■ **PROVIDED MATERIAL**
========================================================================

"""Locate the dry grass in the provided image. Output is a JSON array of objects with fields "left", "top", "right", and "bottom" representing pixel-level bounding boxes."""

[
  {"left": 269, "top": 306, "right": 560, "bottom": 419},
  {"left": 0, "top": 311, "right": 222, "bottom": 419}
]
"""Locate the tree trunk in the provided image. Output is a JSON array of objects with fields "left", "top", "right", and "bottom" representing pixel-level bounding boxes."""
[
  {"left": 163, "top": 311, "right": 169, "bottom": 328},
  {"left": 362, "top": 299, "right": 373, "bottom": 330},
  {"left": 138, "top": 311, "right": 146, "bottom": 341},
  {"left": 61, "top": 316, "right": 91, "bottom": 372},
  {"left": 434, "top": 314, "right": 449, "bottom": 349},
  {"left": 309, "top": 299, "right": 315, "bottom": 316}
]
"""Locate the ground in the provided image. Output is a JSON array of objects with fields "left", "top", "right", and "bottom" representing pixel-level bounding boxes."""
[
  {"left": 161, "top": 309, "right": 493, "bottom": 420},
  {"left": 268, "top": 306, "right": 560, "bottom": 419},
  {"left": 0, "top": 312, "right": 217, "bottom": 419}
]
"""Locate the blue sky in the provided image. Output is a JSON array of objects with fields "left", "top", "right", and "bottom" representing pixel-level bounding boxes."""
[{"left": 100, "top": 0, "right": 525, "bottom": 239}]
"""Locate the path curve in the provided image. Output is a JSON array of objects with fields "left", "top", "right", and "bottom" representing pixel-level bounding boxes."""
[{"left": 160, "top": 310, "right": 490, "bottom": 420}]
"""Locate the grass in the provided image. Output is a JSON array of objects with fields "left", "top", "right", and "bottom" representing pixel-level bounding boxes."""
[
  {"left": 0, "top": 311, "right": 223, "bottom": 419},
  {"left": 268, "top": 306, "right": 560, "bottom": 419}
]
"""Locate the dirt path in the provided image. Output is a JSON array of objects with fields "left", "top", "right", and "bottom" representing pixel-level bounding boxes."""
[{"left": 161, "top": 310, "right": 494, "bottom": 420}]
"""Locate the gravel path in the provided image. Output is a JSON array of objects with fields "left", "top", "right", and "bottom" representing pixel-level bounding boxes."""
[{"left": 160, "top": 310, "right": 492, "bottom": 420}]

========================================================================

■ **WHAT IS EXPECTED**
Rewrite everything from the line containing "the dirt path" down to the end of the material, requests included, and multiply each bounding-box coordinate in the answers by 1.55, rounding to whole numbers with halves going up.

■ **FINISHED TASK**
"""Locate the dirt path in the provided image. Output is a JSON array of objects with fields "left", "top", "right", and "bottom" representing pixel-level bounding boxes."""
[{"left": 250, "top": 481, "right": 766, "bottom": 651}]
"""Locate the gravel path in the provided image. Output is a JSON array of objects with fields "left", "top", "right", and "bottom" representing pixel-level bounding boxes."""
[{"left": 248, "top": 481, "right": 763, "bottom": 651}]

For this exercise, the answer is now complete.